- **Page**
§
2) Use boundary light condition from a lookup table (1) 
   or let the model generate it from a direct or uniformly
   diffuse source (1). If data are read from file, skylight
   distribution must wavelength dependent.
   UNITS  = n/a
   FORMAT = I1
   LIMIT  = [0;1]
   
   a) Azimuth angle of specular light source (if using
      model's skylight distribution module)
      UNITS  = deg
      FORMAT = I8
      LIMIT  = [0,359]

   b) Zenith angle of specular light source. 0deg is the
      polward angle. (if using model's skylight 
	distribution module)
      UNITS  = deg
      FORMAT = I8
      LIMIT  = [0,90[

3) Number of water constituents (including water).
   The minimum value should be 1 to include water.
   UNITS  = n/a
   FORMAT = I8
   LIMIT  = [1,20]

4) Depth of bottom boundary. 
   UNITS  = meter
   FORMAT = F12.2
   LIMIT  = ]0,10000[

5) Width of side boundary (same for both X and Y). If
   a photon interacts with the side boundary, it is lost 
   from the system.
   UNITS  = meter
   FORMAT = F12.2
   LIMIT  = ]0,100000[

6) Number of layers in which apparent optical 
   properties are to be recorded. 
   UNITS  = n/a
   FORMAT = I8
   LIMIT  = [2,500]
   
   a) Specify the thickness of the recording layers. If the
      number of layers are to span the entire water column,
	set this value to -1.0 ( The actual depth of these
      recordings will then be calculated from the ratio 
      (depth)/(depth intervals))
	UNITS  = meter
      FORMAT = F12.4
      LIMIT  = [-1] U ]0,+inf[

7) When the model records a photon's transfer across a layer 
   interval, it bins the angle of the photon's vector. The
   bins are divided into equal degrees of latitude.
   UNITS  = n/a
   FORMAT = I8
   LIMIT  = [1,180]

8) When the model records a photon's transfer across a depth 
   interval, it bins the angle of the photon's vector. The
   bins are divided into equal degrees of longitude.
§
- **Tasks to complete**
1. Copy the model parameter list from "b) Zenith angle" down to "constituents (including water).", changing "water constituents" to "water components".
2. According to the model parameter list, why should the number of water constituents be at least 1?

- **Object point labels**
§
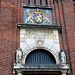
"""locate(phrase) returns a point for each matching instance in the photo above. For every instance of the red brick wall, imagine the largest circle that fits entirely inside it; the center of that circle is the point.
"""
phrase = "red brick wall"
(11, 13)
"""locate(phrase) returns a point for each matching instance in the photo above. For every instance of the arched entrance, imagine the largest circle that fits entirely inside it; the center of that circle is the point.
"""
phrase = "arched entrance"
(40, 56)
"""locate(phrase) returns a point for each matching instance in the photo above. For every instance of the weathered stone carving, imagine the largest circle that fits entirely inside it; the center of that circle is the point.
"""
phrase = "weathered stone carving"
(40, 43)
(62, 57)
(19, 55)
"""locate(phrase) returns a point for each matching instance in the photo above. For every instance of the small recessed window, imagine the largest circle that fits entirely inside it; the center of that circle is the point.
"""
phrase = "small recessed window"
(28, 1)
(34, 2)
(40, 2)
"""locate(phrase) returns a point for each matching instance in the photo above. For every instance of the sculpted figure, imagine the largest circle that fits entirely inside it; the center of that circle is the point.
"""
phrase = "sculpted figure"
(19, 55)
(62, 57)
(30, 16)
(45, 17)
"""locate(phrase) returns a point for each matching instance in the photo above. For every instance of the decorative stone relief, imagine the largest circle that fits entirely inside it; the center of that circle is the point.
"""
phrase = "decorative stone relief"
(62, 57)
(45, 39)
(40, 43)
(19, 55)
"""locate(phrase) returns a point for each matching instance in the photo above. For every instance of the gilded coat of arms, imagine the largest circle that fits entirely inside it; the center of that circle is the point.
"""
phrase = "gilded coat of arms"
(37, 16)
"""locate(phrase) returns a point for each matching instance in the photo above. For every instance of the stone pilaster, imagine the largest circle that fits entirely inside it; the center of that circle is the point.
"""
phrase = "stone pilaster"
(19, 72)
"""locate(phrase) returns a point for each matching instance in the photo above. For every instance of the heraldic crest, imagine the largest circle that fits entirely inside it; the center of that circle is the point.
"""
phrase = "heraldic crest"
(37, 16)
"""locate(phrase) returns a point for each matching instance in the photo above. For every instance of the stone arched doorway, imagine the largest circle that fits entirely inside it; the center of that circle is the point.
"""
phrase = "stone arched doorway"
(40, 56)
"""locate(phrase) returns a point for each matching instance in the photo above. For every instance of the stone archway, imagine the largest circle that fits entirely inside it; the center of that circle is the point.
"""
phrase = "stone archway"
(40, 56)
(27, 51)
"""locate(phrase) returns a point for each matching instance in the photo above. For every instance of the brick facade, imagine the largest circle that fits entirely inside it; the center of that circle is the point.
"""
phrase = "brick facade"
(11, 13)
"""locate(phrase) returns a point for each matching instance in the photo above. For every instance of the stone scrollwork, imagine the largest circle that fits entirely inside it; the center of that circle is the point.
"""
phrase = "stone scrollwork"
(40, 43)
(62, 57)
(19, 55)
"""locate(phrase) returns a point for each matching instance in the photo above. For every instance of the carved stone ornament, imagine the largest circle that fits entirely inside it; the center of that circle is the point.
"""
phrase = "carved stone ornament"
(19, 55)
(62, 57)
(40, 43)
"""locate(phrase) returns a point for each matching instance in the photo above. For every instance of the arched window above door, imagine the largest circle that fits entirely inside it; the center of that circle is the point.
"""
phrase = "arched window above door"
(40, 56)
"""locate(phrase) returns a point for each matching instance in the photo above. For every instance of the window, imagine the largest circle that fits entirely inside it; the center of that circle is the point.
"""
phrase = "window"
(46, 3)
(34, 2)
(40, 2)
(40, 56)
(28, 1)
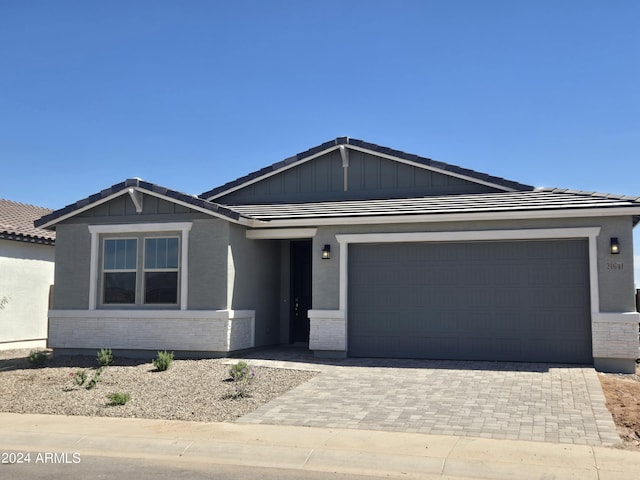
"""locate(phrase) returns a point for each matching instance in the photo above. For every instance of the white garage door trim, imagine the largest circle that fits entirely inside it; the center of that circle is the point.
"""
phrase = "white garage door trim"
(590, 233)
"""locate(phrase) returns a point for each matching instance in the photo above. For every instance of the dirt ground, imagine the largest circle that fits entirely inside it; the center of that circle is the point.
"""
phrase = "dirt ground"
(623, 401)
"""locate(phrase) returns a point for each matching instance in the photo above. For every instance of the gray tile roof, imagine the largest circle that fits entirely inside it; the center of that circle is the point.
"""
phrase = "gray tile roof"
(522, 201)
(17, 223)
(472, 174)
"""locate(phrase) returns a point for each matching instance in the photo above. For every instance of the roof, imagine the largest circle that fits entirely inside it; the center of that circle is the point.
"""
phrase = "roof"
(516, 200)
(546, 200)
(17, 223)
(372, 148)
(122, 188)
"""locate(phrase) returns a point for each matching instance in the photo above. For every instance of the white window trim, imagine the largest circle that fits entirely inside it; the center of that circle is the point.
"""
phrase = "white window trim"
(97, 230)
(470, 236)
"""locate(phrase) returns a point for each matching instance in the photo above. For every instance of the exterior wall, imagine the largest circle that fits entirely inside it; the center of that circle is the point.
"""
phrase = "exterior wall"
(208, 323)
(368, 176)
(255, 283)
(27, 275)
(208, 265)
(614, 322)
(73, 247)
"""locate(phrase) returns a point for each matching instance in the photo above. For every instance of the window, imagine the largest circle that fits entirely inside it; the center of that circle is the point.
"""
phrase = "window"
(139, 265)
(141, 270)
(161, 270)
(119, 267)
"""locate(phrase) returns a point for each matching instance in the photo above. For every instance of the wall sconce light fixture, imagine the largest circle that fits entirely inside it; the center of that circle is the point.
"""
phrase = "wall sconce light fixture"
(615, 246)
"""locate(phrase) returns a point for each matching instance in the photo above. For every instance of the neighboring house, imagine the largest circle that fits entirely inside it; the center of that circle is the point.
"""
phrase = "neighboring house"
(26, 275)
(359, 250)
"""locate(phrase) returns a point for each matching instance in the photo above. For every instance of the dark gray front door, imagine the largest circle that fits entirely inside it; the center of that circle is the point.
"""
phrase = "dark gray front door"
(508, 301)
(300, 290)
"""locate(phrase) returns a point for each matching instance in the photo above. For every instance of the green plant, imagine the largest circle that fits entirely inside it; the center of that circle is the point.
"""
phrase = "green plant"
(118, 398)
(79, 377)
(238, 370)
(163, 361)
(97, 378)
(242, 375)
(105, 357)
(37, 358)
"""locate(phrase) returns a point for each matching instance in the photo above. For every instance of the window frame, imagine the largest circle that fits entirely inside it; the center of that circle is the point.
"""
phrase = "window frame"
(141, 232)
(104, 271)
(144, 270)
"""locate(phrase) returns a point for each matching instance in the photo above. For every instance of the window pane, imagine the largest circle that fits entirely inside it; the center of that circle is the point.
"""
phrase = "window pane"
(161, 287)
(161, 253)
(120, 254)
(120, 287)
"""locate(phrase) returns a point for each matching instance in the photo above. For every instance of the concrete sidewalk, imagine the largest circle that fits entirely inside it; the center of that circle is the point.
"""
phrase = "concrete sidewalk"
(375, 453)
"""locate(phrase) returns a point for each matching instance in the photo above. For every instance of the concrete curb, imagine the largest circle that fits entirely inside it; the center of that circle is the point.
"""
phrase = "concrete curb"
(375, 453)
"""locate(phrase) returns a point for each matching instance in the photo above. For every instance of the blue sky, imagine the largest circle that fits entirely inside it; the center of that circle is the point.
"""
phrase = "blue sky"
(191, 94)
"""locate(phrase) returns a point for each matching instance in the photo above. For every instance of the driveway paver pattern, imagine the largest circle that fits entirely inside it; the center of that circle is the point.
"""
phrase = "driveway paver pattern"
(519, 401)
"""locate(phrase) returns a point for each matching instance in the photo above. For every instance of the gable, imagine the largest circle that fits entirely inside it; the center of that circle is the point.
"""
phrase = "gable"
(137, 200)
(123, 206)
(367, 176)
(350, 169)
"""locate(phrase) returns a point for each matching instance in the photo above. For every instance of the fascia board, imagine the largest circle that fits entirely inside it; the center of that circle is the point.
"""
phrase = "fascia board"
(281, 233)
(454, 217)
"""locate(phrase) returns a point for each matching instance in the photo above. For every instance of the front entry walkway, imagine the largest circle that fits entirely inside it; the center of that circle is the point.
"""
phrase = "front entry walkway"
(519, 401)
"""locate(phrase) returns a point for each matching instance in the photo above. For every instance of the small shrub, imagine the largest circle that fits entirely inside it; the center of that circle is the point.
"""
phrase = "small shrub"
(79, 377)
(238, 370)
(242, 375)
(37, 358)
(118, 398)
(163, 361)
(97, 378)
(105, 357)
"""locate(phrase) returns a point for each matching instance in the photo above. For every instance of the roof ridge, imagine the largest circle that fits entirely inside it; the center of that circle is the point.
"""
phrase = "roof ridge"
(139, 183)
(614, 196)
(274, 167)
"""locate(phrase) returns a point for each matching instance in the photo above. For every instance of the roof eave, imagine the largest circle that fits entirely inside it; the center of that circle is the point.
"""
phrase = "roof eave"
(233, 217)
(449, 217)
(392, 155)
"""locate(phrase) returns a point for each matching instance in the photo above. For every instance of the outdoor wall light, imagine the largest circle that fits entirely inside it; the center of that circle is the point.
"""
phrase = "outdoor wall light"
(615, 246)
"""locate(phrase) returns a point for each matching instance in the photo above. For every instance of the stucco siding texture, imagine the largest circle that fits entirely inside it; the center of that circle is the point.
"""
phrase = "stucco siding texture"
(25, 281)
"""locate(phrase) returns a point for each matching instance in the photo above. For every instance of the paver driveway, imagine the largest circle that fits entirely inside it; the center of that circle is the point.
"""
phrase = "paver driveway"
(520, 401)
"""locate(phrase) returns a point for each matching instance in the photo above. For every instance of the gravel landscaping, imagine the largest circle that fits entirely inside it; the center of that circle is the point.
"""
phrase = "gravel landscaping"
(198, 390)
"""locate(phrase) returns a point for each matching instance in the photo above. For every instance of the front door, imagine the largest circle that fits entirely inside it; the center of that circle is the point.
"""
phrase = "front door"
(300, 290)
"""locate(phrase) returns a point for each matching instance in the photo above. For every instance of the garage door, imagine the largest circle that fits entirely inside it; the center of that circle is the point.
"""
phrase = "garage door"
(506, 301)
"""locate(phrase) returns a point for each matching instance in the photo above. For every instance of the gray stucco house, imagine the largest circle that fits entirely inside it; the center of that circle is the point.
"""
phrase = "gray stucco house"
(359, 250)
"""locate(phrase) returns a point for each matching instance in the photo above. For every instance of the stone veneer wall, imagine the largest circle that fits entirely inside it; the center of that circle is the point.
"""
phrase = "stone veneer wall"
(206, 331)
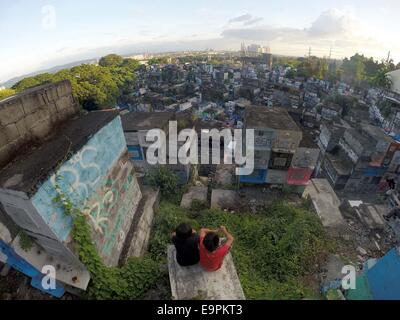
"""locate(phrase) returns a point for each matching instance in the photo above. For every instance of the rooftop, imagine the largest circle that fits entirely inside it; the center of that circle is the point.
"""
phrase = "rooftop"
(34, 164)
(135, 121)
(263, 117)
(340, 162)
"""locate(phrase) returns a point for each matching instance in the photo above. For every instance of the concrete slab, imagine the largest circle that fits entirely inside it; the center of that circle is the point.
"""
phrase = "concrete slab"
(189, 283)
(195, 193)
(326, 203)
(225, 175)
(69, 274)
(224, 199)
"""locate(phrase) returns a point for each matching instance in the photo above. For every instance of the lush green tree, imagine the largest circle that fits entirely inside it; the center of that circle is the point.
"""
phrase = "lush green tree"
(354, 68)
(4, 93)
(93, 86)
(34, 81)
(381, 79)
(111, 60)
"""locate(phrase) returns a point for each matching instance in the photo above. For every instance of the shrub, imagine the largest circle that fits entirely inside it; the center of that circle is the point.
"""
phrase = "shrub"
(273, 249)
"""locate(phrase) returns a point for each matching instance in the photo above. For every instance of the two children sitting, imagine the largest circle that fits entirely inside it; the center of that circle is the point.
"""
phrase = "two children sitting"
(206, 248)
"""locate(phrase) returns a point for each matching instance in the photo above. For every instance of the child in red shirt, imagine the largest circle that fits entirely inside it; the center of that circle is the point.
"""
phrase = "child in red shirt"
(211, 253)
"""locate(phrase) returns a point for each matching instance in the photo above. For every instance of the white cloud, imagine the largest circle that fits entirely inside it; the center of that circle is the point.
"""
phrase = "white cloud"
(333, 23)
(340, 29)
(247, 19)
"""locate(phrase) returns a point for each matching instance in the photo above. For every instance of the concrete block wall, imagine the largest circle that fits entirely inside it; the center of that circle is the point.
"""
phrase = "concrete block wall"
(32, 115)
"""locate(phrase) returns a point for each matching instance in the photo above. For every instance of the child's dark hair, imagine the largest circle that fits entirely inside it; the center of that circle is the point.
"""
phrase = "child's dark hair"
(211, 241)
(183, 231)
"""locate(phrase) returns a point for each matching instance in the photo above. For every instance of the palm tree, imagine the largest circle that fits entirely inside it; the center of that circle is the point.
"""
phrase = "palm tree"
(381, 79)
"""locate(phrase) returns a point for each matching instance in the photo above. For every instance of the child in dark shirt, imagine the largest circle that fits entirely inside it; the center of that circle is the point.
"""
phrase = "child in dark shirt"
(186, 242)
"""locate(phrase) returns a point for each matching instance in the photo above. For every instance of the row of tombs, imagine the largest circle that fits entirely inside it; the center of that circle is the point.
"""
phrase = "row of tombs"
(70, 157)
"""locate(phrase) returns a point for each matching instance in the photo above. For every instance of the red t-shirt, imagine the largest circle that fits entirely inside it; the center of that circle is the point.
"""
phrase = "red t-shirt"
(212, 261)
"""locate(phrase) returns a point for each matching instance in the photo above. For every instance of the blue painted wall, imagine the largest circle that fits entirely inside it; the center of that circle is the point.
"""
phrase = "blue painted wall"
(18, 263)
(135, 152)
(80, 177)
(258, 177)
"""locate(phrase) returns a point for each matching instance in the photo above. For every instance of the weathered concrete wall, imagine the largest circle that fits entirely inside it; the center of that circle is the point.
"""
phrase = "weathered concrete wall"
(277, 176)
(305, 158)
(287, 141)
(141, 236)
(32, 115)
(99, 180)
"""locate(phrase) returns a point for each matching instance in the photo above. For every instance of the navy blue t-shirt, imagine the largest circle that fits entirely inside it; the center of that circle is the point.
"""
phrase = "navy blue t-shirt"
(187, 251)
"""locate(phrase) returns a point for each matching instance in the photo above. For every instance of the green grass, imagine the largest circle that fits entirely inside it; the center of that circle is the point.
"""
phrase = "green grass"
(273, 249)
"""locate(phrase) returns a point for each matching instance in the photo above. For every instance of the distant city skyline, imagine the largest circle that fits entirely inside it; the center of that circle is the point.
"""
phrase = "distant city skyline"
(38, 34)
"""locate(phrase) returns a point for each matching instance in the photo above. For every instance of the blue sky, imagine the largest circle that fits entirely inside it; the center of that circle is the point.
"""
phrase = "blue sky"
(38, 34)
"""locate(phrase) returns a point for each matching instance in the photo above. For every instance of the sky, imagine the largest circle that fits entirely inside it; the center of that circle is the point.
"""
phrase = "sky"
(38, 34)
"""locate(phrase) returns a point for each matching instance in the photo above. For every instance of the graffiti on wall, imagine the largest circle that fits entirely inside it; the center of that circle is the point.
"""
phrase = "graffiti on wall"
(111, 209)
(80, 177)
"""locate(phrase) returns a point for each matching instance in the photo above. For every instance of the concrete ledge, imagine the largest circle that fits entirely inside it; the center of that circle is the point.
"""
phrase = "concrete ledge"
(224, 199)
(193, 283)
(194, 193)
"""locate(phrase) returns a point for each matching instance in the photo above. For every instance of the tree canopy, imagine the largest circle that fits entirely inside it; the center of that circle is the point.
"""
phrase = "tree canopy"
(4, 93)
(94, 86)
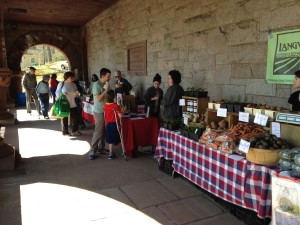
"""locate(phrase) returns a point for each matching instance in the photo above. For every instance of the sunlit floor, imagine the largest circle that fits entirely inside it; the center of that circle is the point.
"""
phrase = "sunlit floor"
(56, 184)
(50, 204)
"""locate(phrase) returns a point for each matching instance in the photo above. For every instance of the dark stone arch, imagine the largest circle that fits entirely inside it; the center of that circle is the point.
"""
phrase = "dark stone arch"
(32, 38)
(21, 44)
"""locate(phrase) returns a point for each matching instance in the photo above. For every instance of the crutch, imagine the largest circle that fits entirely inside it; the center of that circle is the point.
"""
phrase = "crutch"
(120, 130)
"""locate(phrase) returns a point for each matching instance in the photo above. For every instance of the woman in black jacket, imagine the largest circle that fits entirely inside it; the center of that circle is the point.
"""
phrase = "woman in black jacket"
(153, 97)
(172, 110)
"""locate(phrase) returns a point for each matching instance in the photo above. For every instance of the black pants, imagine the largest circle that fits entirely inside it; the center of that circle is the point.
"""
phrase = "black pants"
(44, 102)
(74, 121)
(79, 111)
§
- **Answers for the exercise**
1.
b) Zenith angle of specular light source. 0deg is the
      polward angle. (if using model's skylight 
	distribution module)
      UNITS  = deg
      FORMAT = I8
      LIMIT  = [0,90[

3) Number of water components (including water).

2. The count of water constituents includes water itself, so a minimum value of 1 makes sure water is included.